Por Javiera Bellolio
agencia uno

Cada 23 de abril se celebra el Día Internacional del Libro, con el objetivo de fomentar la cultura literaria y proteger a su vez la propiedad intelectual de los autores. Se escogió ese día para conmemorar a grandes escritores que nacieron o murieron en esa fecha, como Cervantes, Shakespeare y Garcilaso de la Vega. Muchos países hacen extensiva la celebración a todo el mes, organizando actividades y eventos como ferias de libros, talleres de escritura, encuentros con autores y cuentacuentos, entre otros.

MATERIAL PROPORCIONADO
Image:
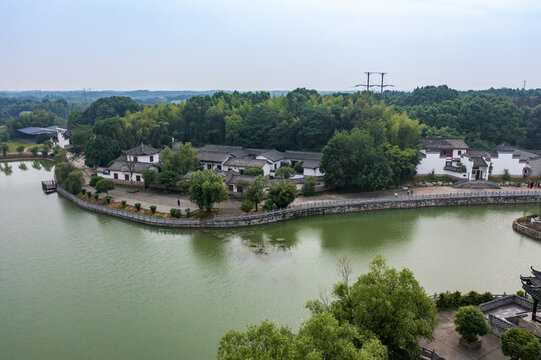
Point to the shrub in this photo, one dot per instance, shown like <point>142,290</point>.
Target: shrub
<point>432,177</point>
<point>506,176</point>
<point>455,300</point>
<point>175,212</point>
<point>282,194</point>
<point>149,176</point>
<point>184,185</point>
<point>34,150</point>
<point>285,172</point>
<point>309,186</point>
<point>470,323</point>
<point>104,185</point>
<point>246,205</point>
<point>94,180</point>
<point>269,205</point>
<point>255,171</point>
<point>298,167</point>
<point>74,182</point>
<point>519,344</point>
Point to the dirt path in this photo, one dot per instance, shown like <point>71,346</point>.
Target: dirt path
<point>164,201</point>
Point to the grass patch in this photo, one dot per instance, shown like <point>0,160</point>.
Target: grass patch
<point>14,144</point>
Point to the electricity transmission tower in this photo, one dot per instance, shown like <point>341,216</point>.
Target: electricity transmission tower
<point>368,86</point>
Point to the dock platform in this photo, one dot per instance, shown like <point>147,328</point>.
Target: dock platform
<point>49,186</point>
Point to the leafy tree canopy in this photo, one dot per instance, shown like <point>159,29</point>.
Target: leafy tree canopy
<point>206,189</point>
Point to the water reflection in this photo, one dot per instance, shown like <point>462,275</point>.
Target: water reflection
<point>7,169</point>
<point>36,165</point>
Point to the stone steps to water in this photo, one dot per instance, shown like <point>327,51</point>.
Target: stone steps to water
<point>475,184</point>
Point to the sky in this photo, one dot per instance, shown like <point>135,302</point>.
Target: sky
<point>268,45</point>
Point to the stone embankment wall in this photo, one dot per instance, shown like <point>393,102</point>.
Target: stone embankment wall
<point>526,230</point>
<point>323,208</point>
<point>23,157</point>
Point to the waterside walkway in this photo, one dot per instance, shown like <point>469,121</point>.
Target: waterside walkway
<point>320,208</point>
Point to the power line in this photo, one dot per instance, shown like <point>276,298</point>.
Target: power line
<point>382,85</point>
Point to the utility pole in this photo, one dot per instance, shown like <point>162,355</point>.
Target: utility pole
<point>367,80</point>
<point>383,85</point>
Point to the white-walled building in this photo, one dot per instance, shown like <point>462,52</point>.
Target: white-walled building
<point>62,138</point>
<point>443,157</point>
<point>131,165</point>
<point>452,157</point>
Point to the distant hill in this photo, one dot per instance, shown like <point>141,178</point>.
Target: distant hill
<point>146,97</point>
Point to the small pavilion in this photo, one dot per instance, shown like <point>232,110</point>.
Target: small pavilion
<point>532,287</point>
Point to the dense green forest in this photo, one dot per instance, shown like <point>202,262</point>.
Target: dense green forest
<point>360,129</point>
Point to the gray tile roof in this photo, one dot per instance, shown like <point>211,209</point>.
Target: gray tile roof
<point>444,143</point>
<point>122,165</point>
<point>478,161</point>
<point>302,155</point>
<point>142,150</point>
<point>236,151</point>
<point>310,164</point>
<point>213,156</point>
<point>247,162</point>
<point>273,155</point>
<point>34,130</point>
<point>481,152</point>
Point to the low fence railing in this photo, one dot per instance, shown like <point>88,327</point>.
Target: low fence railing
<point>354,205</point>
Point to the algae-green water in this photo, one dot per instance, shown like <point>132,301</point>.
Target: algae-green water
<point>78,285</point>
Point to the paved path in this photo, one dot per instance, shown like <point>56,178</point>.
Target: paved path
<point>446,342</point>
<point>165,201</point>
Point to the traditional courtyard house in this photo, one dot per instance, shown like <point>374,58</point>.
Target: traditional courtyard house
<point>274,157</point>
<point>443,156</point>
<point>130,166</point>
<point>519,162</point>
<point>62,138</point>
<point>29,134</point>
<point>213,160</point>
<point>311,168</point>
<point>241,164</point>
<point>310,161</point>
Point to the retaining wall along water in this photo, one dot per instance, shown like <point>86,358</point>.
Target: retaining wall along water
<point>322,208</point>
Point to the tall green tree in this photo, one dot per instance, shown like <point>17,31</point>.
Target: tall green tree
<point>182,161</point>
<point>206,189</point>
<point>282,194</point>
<point>389,304</point>
<point>256,191</point>
<point>5,148</point>
<point>74,182</point>
<point>167,178</point>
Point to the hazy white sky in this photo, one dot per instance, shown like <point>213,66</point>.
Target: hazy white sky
<point>265,45</point>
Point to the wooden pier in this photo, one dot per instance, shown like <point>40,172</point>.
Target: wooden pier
<point>49,186</point>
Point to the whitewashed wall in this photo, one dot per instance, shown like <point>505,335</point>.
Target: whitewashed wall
<point>505,161</point>
<point>145,158</point>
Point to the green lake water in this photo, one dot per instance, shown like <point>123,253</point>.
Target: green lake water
<point>77,285</point>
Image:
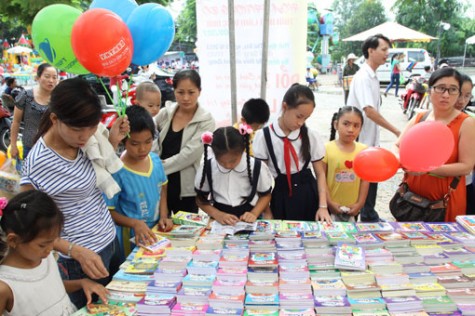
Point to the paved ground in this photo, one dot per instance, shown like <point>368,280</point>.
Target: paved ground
<point>329,98</point>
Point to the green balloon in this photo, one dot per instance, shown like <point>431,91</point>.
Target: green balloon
<point>51,33</point>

TRABAJO POR REALIZAR
a - Repite literalmente el tramo del texto sobre el Día Internacional del Libro que va desde "Por Javiera Bellolio" hasta "autores y cuentacuentos, entre otros.".
b - ¿Concuerdan con el texto sobre el Día Internacional del Libro estas afirmaciones? Responde sí o no a cada una y cita textualmente las palabras que lo deciden.
(i) El Día Internacional del Libro se celebra cada 23 de abril.
(ii) La fecha se eligió para conmemorar a escritores como Cervantes y Shakespeare.
(iii) Todos los países limitan la celebración a un solo día.

SOLUCIONES DE EJERCICIOS
a -
Por Javiera Bellolio
agencia uno

Cada 23 de abril se celebra el Día Internacional del Libro, con el objetivo de fomentar la cultura literaria y proteger a su vez la propiedad intelectual de los autores. Se escogió ese día para conmemorar a grandes escritores que nacieron o murieron en esa fecha, como Cervantes, Shakespeare y Garcilaso de la Vega. Muchos países hacen extensiva la celebración a todo el mes, organizando actividades y eventos como ferias de libros, talleres de escritura, encuentros con autores y cuentacuentos, entre otros.

b -
(i) Sí: "Cada 23 de abril se celebra el Día Internacional del Libro".
(ii) Sí: "Se escogió ese día para conmemorar a grandes escritores que nacieron o murieron en esa fecha, como Cervantes, Shakespeare y Garcilaso de la Vega".
(iii) No: "Muchos países hacen extensiva la celebración a todo el mes".